##### Raw records
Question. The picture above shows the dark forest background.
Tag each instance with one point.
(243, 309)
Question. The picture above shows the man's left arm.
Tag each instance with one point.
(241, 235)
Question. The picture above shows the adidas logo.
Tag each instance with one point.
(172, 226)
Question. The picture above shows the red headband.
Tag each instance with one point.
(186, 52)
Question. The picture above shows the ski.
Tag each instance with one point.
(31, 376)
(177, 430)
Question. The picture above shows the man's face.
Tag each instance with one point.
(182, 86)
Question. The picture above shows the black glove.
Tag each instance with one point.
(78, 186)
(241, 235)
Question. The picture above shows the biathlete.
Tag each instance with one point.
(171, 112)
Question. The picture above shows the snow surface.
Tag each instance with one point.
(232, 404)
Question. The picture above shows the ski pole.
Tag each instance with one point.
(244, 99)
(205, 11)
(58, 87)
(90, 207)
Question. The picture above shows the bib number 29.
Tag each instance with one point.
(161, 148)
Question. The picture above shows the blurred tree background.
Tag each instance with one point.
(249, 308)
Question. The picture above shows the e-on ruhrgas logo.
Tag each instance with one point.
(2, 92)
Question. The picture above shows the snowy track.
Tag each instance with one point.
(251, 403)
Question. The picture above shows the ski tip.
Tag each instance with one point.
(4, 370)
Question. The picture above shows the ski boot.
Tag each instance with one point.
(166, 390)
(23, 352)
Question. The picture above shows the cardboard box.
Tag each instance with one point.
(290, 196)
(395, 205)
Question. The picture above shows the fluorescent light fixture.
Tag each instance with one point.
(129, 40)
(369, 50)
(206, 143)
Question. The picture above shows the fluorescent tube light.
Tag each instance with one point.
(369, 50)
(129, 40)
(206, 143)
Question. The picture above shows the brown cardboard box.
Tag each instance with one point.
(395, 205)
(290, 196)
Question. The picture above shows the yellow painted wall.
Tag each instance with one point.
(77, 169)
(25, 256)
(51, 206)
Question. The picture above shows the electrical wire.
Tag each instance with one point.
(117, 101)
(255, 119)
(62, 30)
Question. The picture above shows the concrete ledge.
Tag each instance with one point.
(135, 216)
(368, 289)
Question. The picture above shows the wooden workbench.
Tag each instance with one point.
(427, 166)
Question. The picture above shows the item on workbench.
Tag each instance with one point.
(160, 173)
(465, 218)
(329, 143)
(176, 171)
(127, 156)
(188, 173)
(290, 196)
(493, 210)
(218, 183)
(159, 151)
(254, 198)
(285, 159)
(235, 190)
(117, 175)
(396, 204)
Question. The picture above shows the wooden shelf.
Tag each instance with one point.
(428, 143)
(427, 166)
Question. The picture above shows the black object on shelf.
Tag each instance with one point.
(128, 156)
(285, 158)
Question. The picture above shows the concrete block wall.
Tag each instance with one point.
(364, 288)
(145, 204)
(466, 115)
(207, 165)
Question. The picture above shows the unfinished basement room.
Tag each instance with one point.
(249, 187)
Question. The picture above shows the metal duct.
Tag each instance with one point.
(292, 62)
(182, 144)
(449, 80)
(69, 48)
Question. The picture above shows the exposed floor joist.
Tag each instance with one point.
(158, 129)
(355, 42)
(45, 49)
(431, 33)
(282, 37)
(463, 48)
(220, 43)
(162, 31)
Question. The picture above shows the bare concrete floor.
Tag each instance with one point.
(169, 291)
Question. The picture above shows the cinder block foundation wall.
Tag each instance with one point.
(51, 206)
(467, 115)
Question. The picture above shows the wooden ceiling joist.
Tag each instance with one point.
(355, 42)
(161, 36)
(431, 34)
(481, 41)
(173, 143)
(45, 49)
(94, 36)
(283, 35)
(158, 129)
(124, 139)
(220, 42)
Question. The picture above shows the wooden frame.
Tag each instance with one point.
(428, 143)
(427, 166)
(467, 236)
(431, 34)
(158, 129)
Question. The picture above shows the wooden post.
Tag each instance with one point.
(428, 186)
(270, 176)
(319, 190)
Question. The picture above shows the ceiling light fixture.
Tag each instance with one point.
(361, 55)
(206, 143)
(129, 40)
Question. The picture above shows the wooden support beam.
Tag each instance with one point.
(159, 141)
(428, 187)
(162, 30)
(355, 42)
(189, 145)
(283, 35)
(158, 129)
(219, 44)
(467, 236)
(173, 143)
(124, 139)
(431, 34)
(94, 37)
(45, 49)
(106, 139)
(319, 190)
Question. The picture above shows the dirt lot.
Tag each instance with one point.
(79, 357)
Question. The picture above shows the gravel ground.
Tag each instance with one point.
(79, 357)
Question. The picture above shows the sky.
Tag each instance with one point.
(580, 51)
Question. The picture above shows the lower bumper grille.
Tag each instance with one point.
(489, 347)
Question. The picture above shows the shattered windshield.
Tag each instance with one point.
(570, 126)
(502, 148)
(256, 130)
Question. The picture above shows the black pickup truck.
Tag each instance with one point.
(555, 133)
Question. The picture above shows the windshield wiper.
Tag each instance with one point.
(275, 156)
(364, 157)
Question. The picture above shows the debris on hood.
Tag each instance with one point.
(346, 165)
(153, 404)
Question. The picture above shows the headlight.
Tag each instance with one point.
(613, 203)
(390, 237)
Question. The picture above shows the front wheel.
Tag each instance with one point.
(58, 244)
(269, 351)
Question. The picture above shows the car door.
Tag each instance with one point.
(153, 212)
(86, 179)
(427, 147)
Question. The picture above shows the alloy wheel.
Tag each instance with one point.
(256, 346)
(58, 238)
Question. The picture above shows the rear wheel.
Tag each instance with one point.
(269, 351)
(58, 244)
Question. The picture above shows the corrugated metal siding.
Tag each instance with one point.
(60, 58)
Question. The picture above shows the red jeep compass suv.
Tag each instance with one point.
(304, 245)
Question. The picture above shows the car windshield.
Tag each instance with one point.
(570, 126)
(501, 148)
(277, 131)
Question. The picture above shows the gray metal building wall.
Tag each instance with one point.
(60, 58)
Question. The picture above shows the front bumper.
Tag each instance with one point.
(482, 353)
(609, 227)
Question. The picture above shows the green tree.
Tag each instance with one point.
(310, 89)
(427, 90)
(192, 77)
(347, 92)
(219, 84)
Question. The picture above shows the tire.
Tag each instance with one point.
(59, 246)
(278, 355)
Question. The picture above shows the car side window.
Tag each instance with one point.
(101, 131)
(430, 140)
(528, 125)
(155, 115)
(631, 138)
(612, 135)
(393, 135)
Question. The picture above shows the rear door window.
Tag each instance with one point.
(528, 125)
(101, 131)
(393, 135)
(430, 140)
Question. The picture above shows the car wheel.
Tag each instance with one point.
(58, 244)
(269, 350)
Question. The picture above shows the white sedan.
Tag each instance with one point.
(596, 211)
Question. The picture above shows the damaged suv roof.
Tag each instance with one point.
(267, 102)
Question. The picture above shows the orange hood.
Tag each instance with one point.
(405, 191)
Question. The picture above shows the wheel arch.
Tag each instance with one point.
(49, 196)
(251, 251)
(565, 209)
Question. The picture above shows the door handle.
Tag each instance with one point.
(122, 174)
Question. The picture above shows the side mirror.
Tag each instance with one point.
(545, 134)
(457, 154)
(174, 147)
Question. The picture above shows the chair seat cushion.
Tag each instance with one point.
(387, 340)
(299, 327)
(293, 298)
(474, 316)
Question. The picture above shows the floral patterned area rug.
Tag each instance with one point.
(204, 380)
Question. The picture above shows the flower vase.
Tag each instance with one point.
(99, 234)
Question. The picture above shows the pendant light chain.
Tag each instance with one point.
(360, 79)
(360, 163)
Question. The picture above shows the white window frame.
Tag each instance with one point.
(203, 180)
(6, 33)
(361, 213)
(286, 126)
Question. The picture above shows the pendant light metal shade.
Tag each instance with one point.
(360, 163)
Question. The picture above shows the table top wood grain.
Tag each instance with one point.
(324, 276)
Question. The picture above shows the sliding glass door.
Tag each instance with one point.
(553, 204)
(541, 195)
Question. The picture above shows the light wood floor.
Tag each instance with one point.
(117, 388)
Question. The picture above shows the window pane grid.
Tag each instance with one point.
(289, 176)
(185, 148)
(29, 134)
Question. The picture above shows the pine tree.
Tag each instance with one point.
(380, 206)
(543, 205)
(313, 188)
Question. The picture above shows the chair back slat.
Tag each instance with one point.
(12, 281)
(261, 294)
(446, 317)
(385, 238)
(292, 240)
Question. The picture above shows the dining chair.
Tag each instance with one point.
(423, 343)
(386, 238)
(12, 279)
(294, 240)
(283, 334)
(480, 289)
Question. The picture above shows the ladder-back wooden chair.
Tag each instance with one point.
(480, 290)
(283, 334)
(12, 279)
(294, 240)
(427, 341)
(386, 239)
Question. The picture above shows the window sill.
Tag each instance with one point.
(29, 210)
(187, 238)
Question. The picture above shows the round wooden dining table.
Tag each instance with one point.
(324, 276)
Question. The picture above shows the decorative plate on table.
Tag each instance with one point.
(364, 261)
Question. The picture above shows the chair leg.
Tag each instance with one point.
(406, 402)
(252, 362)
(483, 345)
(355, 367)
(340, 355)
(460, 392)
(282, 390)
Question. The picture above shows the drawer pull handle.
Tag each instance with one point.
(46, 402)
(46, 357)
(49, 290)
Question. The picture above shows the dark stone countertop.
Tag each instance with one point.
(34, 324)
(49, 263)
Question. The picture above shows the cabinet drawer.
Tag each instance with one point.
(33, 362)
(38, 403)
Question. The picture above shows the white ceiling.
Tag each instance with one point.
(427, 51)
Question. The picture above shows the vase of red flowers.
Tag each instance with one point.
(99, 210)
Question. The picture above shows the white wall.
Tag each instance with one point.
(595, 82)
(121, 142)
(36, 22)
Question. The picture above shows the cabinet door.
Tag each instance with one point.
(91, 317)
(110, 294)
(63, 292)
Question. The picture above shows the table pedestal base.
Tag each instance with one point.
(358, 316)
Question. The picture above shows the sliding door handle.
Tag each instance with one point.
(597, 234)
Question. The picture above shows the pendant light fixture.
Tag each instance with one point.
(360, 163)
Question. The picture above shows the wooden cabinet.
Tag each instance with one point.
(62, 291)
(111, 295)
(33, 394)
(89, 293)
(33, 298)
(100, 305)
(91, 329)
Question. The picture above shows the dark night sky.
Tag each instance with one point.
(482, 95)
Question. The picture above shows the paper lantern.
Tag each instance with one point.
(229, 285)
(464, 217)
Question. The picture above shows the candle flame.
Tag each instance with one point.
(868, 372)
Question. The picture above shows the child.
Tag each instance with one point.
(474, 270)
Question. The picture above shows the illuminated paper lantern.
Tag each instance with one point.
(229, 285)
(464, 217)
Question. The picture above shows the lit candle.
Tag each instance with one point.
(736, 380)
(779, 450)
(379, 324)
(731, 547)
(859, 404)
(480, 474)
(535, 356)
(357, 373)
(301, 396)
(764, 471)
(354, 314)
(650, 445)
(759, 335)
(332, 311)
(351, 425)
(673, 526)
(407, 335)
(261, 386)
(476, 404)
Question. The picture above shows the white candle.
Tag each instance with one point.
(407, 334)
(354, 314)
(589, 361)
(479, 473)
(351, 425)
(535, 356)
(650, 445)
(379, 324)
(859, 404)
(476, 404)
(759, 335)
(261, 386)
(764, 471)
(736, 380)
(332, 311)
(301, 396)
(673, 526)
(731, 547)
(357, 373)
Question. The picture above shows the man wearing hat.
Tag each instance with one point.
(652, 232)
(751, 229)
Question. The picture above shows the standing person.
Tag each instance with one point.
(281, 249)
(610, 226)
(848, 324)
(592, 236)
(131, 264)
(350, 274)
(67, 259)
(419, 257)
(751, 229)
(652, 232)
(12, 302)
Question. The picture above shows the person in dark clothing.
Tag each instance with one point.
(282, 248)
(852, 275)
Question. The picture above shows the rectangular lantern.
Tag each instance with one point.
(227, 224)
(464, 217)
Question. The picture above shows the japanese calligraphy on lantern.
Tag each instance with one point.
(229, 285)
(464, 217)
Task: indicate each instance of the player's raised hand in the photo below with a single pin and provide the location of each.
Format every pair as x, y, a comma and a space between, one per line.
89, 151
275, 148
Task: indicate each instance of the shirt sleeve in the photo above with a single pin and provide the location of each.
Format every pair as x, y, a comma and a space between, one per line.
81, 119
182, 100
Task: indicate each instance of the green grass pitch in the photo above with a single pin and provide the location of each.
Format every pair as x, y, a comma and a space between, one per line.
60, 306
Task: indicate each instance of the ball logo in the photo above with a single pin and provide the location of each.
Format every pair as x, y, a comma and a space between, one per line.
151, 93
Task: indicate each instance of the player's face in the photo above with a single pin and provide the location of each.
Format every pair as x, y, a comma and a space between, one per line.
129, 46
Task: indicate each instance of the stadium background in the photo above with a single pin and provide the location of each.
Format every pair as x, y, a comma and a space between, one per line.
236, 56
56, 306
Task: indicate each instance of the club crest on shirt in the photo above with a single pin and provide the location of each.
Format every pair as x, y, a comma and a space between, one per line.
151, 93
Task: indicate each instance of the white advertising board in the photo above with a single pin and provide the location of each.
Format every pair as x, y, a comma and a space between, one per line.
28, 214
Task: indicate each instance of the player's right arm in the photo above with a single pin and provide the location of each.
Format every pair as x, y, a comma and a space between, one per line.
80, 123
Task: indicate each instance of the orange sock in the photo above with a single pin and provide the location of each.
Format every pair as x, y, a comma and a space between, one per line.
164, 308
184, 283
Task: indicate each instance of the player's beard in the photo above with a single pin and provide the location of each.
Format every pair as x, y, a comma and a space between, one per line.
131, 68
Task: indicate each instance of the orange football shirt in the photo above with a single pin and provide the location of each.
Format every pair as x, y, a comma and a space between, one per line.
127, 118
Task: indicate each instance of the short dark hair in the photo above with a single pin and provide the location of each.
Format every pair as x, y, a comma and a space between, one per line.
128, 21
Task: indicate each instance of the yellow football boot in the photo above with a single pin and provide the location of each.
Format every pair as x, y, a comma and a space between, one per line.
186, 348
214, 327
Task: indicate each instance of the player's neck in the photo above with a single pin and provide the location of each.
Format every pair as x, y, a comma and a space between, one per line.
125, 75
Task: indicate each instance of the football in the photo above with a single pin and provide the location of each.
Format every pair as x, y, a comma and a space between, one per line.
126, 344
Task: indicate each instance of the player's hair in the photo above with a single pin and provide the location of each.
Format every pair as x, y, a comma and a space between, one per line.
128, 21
##########
Task statement => Give again only the lines starting at the one that contains "Task: indicate each instance of the club" and running to the end of the data.

Task solution =>
Task: indicate each instance of the club crest on shirt in the photo above with a single pin and provide the location of each.
Format every pair as x, y, a comma and a space between, one per line.
151, 93
Task: indicate each instance of the white advertising board in the photo above with a single pin and provide the location of each.
Format every pair as x, y, a comma and a space between, one per line.
28, 214
Task: indicate each instance of the player's right arm in the photo above with a single pin and provide the location of each.
Format every pair as x, y, a comma and a space between, one per line.
80, 123
Task: indicate each instance of the orange sock in the photo above with a single pin and provide the location of each.
Format every pair as x, y, a comma and a space between, one per line.
164, 308
184, 283
Task: indicate each instance of the player's beard in the photo above with a single pin and provide the location of each.
Format every pair as x, y, a comma and a space between, one per line.
131, 68
Task: indicate each instance of the orange football shirt in the photo above with a single pin and provide the location of each.
Format every pair as x, y, a comma and a space between, one per line.
127, 118
Task: indicate each instance of the short dark hair in the photo above with a single pin and provide the location of each.
Format every pair as x, y, a comma and a space between, one per line.
128, 21
Task: indicate each instance of the yellow football boot in the photo above with a single pin and provide the location of each.
Format every pair as x, y, a comma and a space between, one per line.
186, 348
214, 327
Task: indicate each instance of the player's neck in the photo above with a single pin and provide the location of each.
Format every pair as x, y, a comma and a space between, one per line.
125, 75
Task: indicate each instance of the football in the photo above with a single pin and provide the location of each.
Format every pair as x, y, a comma and a space between, one per line.
126, 344
Task: indicate each instance of the player's hair in the photo above with a single pin and provide the location of each.
Format every pair as x, y, a comma and a space between, one per line.
128, 21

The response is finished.